Work required
Pull out every line of the entries below that contains the word "blue", matching case exactly.

** begin Information supplied **

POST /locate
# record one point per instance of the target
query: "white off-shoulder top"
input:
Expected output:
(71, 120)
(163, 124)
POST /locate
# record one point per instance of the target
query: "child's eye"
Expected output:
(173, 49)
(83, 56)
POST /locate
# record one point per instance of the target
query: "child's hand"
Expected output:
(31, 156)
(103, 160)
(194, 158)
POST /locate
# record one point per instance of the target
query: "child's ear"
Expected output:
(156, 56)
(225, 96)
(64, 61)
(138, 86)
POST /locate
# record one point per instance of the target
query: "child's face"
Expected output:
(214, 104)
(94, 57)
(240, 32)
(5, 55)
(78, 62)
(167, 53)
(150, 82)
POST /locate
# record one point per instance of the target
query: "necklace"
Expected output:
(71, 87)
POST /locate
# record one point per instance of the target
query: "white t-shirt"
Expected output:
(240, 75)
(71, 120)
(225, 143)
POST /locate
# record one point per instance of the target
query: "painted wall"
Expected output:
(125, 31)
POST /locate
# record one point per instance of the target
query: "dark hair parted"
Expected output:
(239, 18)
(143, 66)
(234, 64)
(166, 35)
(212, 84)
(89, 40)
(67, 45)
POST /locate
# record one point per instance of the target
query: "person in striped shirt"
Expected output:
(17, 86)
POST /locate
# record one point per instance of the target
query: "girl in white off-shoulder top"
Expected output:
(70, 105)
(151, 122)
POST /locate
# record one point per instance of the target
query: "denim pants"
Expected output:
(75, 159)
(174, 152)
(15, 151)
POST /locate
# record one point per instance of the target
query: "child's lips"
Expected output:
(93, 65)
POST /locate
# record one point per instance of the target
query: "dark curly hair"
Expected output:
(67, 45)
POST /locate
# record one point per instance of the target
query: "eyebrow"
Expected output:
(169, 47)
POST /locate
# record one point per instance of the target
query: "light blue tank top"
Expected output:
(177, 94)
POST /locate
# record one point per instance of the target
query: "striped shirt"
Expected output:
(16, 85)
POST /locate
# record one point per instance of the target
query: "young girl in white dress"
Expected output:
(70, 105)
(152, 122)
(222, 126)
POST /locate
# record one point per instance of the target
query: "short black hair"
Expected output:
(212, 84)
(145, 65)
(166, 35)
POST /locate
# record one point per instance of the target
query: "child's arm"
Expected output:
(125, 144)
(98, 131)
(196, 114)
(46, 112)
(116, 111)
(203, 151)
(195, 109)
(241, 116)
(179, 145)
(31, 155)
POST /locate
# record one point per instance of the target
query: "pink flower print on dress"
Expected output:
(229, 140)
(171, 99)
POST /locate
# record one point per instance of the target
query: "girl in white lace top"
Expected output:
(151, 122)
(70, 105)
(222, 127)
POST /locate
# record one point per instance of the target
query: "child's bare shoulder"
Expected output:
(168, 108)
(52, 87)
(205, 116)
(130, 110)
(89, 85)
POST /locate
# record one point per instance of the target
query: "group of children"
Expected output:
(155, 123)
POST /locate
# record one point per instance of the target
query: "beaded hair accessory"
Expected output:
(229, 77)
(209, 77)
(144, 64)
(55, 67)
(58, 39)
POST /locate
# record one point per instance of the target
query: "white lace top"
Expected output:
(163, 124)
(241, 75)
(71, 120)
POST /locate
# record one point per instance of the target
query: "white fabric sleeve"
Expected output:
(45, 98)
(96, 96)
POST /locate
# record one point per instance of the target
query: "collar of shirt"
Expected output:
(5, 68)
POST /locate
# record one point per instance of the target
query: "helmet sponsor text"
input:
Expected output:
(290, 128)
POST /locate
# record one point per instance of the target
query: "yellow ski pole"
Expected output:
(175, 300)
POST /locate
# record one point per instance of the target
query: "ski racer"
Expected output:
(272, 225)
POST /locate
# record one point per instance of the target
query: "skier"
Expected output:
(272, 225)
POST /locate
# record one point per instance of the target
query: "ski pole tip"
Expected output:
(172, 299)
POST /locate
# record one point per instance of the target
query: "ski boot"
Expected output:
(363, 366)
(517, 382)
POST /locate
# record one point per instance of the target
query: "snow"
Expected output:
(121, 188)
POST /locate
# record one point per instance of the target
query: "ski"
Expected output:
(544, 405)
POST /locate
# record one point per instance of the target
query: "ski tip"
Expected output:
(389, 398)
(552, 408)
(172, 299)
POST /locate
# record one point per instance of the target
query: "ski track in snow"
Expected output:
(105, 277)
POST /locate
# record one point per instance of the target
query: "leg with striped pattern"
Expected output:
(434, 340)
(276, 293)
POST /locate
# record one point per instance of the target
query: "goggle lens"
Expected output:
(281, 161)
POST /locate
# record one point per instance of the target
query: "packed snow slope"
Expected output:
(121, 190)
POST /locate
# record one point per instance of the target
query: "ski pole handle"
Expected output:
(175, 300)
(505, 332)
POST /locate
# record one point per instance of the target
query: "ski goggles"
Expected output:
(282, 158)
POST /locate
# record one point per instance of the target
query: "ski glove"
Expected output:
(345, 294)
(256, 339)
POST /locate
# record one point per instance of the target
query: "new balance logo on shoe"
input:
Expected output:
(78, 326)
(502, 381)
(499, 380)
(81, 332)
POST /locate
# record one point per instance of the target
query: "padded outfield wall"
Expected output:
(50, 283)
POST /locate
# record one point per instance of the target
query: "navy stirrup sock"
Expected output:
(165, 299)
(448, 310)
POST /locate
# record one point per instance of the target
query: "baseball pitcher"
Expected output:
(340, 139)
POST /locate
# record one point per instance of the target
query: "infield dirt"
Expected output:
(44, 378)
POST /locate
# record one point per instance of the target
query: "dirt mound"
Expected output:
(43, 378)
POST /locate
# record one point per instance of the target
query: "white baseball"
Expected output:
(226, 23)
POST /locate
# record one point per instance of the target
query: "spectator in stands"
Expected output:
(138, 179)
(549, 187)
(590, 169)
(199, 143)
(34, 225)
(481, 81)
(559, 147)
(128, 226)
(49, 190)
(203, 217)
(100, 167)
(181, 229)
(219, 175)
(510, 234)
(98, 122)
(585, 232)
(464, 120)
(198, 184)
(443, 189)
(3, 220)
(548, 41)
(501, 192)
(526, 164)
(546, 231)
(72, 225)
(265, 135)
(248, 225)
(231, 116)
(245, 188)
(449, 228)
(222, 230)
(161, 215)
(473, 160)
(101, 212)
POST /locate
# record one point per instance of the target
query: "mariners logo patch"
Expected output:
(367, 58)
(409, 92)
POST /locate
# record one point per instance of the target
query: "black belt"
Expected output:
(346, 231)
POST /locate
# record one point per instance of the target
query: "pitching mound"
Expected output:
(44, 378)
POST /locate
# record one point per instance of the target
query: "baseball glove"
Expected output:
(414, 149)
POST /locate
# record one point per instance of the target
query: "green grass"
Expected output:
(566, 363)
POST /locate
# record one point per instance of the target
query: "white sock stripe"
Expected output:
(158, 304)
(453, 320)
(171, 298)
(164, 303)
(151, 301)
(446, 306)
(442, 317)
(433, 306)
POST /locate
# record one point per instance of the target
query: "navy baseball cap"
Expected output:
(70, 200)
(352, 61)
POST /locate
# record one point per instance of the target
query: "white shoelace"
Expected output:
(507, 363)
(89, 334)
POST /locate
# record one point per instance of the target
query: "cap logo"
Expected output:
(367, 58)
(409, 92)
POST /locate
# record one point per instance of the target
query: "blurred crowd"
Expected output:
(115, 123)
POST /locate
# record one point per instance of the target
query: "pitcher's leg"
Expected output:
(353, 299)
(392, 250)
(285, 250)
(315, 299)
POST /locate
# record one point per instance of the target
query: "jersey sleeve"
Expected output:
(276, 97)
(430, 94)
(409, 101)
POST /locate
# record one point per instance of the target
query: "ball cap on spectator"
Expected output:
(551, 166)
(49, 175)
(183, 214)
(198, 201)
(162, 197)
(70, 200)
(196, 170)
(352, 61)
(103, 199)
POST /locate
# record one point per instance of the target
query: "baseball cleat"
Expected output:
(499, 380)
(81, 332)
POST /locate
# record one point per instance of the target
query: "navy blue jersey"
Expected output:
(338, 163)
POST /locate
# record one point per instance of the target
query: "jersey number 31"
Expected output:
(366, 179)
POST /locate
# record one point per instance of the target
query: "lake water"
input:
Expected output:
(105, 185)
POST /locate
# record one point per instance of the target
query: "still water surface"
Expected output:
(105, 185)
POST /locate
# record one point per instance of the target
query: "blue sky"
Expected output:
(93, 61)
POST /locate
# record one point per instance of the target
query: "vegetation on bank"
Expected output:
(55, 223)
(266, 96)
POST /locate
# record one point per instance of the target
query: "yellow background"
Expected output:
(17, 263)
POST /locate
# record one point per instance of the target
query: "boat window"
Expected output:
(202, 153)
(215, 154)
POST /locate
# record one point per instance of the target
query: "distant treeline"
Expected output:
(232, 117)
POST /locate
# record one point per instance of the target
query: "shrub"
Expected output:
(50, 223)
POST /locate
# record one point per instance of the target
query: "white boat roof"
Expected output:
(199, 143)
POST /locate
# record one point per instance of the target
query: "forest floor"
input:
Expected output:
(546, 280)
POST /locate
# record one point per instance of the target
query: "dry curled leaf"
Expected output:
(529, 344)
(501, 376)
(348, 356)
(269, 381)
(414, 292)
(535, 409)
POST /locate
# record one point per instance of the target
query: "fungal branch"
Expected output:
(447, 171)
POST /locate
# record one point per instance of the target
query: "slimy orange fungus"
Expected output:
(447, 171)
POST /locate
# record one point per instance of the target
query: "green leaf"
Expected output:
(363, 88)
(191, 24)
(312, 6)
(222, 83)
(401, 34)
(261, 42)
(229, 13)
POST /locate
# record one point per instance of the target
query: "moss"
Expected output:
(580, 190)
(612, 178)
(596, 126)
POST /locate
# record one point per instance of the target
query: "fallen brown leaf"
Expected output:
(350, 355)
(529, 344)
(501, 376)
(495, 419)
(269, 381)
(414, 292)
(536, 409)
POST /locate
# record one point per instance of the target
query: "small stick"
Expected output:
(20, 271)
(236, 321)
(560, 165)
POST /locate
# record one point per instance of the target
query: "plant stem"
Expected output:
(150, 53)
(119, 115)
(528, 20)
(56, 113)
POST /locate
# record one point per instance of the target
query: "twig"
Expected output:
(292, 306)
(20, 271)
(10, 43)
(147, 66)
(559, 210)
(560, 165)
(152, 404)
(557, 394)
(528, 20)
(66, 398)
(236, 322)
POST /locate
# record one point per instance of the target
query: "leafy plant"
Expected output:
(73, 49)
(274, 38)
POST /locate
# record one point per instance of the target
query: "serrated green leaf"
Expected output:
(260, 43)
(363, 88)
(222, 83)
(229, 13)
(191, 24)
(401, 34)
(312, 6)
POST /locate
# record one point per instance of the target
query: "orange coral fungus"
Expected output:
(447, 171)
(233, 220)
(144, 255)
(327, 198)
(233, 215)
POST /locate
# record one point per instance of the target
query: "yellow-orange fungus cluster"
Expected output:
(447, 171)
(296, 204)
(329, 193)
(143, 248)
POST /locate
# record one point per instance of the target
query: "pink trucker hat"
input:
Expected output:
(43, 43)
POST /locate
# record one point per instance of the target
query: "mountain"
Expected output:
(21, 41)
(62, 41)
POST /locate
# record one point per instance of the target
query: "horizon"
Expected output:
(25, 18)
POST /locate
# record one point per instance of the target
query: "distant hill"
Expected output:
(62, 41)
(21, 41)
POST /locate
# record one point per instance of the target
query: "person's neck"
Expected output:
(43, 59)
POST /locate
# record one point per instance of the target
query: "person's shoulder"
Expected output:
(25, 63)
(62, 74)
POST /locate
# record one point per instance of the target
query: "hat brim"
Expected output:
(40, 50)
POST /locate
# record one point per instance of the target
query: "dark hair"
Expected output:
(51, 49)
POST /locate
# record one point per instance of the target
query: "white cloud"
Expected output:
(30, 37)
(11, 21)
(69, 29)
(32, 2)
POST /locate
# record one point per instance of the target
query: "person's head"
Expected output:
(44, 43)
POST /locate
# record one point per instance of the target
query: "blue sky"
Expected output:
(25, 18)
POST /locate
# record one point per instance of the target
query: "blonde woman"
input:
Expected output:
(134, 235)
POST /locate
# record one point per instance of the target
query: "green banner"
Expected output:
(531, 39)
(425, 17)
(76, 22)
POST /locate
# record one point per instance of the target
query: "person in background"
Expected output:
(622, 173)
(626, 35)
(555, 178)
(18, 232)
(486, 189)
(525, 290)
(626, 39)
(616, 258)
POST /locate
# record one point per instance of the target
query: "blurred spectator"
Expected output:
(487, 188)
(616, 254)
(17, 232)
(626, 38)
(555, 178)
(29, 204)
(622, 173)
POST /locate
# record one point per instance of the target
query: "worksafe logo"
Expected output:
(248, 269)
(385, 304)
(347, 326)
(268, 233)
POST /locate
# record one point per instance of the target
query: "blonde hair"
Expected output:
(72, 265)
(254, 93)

** end Information supplied **

Answer to this exercise
query: "light blue tank top"
query: "navy blue jersey"
query: "blue sky"
query: "blue sky"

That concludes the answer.